### PROBLEM
From the records below, output exactly the lines running from the line containing "Target: hanging rope" through the line containing "Target: helicopter tail rotor", and no others.

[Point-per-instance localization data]

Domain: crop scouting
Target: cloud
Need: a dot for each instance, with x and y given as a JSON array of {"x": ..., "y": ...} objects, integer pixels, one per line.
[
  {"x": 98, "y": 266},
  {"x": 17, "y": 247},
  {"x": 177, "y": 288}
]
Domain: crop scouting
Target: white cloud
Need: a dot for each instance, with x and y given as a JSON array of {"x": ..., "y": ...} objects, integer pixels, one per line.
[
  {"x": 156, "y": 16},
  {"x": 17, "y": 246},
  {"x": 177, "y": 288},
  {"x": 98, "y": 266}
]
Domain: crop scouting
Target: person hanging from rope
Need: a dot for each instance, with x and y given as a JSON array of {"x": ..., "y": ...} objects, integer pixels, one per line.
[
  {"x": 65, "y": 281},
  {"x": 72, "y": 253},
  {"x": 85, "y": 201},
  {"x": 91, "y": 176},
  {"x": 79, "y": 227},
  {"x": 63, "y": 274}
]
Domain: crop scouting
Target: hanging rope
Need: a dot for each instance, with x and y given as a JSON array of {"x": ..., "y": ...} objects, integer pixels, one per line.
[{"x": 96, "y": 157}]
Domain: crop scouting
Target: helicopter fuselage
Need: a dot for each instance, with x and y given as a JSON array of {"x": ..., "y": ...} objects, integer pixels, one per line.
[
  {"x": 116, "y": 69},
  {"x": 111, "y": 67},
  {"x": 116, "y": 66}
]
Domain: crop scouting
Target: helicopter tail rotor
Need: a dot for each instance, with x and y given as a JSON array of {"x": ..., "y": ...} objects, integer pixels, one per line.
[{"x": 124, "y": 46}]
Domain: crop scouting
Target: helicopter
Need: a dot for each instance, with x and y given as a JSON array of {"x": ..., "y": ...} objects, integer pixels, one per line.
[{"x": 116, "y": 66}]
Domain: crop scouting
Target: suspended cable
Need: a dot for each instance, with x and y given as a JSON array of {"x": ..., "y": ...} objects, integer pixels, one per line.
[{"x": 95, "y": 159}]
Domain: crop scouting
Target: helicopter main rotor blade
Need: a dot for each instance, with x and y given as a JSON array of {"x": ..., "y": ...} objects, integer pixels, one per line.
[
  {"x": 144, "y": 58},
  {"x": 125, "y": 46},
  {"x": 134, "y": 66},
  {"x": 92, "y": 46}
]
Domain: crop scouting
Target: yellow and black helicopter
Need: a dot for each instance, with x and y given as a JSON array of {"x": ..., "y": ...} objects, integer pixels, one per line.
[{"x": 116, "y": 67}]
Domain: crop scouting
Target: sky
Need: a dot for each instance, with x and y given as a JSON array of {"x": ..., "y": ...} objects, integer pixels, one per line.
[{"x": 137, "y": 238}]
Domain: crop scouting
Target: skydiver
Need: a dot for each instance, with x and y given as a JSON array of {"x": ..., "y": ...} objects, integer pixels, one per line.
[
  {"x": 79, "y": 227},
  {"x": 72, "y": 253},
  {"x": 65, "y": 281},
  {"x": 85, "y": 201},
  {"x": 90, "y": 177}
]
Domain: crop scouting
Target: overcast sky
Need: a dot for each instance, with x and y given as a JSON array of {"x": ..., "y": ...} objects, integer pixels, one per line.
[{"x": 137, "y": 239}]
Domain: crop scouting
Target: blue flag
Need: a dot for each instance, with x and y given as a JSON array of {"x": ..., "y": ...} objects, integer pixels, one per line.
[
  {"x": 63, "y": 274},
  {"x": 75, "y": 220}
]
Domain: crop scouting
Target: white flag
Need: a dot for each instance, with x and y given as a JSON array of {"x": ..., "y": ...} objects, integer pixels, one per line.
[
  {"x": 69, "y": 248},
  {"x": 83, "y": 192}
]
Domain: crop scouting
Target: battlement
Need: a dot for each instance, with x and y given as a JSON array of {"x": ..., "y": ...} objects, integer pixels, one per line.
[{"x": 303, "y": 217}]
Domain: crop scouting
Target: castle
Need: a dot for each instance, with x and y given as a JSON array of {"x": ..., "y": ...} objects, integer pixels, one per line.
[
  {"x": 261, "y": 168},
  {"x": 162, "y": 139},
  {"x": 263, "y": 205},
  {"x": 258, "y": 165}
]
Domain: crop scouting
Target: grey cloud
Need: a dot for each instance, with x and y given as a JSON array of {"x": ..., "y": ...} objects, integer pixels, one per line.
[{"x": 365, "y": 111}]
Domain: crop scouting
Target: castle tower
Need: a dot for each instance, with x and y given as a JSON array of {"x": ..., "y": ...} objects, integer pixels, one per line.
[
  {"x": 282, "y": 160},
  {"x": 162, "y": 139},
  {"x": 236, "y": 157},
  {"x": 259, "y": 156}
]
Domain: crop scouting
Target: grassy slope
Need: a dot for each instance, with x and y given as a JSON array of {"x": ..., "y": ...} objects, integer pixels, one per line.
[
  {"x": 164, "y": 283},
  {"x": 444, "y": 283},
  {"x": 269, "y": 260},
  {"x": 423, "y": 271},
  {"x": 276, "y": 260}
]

### ANSWER BELOW
Target: hanging rope
Need: a dot for each instance, with x and y given as a JSON array of {"x": ..., "y": ...} objects, integer pixels, one per line.
[{"x": 96, "y": 157}]
Domain: crop scouting
Target: helicopter fuselage
Need: a dot for each instance, with x and y given as a JSON array of {"x": ..., "y": ...} objects, integer pixels, one per line.
[
  {"x": 116, "y": 69},
  {"x": 111, "y": 67},
  {"x": 116, "y": 66}
]
Domain: crop scouting
Target: helicopter tail rotor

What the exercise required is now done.